Exercise objective » Quote the data below word for word, line by line.

━━━━

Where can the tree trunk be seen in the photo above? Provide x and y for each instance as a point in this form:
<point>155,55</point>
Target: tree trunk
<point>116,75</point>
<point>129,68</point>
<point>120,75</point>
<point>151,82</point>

━━━━

Correct response »
Where can the tree trunk be seen in the photo above? Provide x and y for each instance as a point in this form:
<point>155,55</point>
Target: tree trunk
<point>116,75</point>
<point>129,68</point>
<point>120,75</point>
<point>151,82</point>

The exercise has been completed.